## PROBLEM 1
From the fashion week article below, set down the passage between "Style, beauty, supermodels" and "and black-and-white booties.", inclusive.

-------- EXTRACT TO READ

New York Fashion Week draws to a close
New York Fashion Week gives more than 80 designers a chance to showcase their collections to 100,000 industry insiders from around the world, including buyers, editors, retailers, celebrities and VIPs.
Style, beauty, supermodels and celebrities come together to celebrate the best in fashion. Here's a glimpse of highlights from notable designers.
Oscar de la Renta: a little sass to his luxury
De la Renta is known for the sumptuous glamour of his beautifully crafted gowns, and there was plenty of that in his fall 2014 collection.
But the designer signaled that he wants to also satisfy a customer looking for some edge. There were very wide black leather pants paired with a mink jacket in black and white — with a blue collar. There was a cream shearling jacket paired with charcoal pants and black-and-white booties.

----------------

## PROBLEM 2
Locate every line of the records that contains the string "positive", and copy each one; case counts.

-------- MATERIAL FOR THIS TASK

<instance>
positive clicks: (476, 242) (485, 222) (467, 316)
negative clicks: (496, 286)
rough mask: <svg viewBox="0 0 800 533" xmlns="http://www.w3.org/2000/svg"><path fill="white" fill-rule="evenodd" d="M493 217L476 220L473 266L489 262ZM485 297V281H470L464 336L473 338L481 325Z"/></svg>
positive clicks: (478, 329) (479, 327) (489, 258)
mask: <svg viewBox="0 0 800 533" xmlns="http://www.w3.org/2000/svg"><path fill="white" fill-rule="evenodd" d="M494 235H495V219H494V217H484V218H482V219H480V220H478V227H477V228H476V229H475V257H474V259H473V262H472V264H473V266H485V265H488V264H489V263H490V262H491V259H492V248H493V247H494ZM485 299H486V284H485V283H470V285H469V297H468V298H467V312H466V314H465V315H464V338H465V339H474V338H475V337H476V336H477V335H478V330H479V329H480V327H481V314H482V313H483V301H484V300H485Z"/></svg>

----------------

## ANSWER AREA 1
Style, beauty, supermodels and celebrities come together to celebrate the best in fashion. Here's a glimpse of highlights from notable designers.
Oscar de la Renta: a little sass to his luxury
De la Renta is known for the sumptuous glamour of his beautifully crafted gowns, and there was plenty of that in his fall 2014 collection.
But the designer signaled that he wants to also satisfy a customer looking for some edge. There were very wide black leather pants paired with a mink jacket in black and white — with a blue collar. There was a cream shearling jacket paired with charcoal pants and black-and-white booties.

## ANSWER AREA 2
positive clicks: (476, 242) (485, 222) (467, 316)
positive clicks: (478, 329) (479, 327) (489, 258)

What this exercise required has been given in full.